::: Extracted text

# Shaker Butter Churn



## kendub (Oct 16, 2009)

Hi does anyone know where I can find a detailed plan for a shaker butter churn?
Thanks Ken


----------



## garryswf (Aug 17, 2009)

*I surfed the web*

Kendub,
I surfed the web yesterday, alot, to try to find out what one of these churns looked like, i had no luck. I did find an amish butter churn made from wood and some that where made of glass. I guess my biggest problem is i do not know what the difference would be between an amish churn and a shaker churn. Could you maybe give some info on what a shaker churn would look like. If you want to you can check out this site--www.amishshop.com there are butter churns on that site you could copy.


----------



## woodnthings (Jan 24, 2009)

*I searched"antique churns":*

http://dairyantiques.com/Wood_Butter_Churns_3.html Kinda cool looking, but Shaker, I donno.:blink: BTW check out the links to the left... bill


----------



## kendub (Oct 16, 2009)

I found these from various sites. I'm not sure what makes them a shaker style vs. traditional churn but I want to make a few of them. Let me know if anyone has one or knows where I could find a working a plan. I searched the net but I really can't find anything more than this. Thanks Ken

http://kendubrowski.blogspot.com/2009/11/butter-churn-plans.html


----------



## NKYDarrell (Sep 14, 2009)

I think the only real difference is in the visual styles. you look at these dash style butter churns, the banding is made of iron. On the butter churns in the photo on your blog, the banding is in the style of the shaker oval boxes. I doubt there is much difference on the inside of the churns. 

Iron Banding - http://dairyantiques.com/images/100_0730c.jpg

Shaker oval box - http://www.shakerworkshops.com/catalog/view/shaker-oval-boxes/Unfinished-Shaker-Oval-Boxes/13F07

I could be way off the mark too.


----------



## woodnthings (Jan 24, 2009)

*Maybe this will help*

http://www.tillersinternational.org/woodworking/classes_446_cooperingbutterchurns.html
Some are "coopered" others have tapered flat sides. Interesting project.
:thumbsup: bill


----------

::::::

Tasks to carry out →
**1.** Condense the paragraph of the butter churn thread that begins "I think the only real difference" into a short bulleted list that keeps its main points.
**2.** Quote the butter churn thread word for word from "## garryswf (Aug" to "you could copy.".
The rows that come next play no part in this exercise.

::: Entries supplied

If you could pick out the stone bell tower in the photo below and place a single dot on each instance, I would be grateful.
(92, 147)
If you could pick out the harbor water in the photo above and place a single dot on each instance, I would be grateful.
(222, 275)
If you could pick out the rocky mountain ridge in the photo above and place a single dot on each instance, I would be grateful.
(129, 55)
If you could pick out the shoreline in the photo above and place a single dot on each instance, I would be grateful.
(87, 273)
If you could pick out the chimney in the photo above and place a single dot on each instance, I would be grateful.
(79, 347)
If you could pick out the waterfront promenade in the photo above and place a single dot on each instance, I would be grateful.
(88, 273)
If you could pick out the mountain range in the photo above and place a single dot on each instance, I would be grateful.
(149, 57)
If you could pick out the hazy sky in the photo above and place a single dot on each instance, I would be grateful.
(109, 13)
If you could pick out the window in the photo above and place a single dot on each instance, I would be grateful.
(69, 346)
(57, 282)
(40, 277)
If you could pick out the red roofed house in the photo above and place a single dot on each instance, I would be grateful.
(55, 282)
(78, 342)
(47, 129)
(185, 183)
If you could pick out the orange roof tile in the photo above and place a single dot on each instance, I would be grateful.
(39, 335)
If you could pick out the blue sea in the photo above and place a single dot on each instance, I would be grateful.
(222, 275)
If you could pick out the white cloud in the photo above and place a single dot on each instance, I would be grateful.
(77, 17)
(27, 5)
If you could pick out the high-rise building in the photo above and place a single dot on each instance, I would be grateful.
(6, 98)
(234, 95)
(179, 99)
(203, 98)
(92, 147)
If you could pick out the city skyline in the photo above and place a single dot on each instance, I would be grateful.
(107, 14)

::::::

Responses to the tasks →
**1.**
- The writer thinks the only real difference is visual style.
- Dash-style butter churns have iron banding.
- The churns in the blog photo have banding in the style of Shaker oval boxes.
- The writer doubts the insides of the churns differ much.

**2.**
## garryswf (Aug 17, 2009)

*I surfed the web*

Kendub,
I surfed the web yesterday, alot, to try to find out what one of these churns looked like, i had no luck. I did find an amish butter churn made from wood and some that where made of glass. I guess my biggest problem is i do not know what the difference would be between an amish churn and a shaker churn. Could you maybe give some info on what a shaker churn would look like. If you want to you can check out this site--www.amishshop.com there are butter churns on that site you could copy.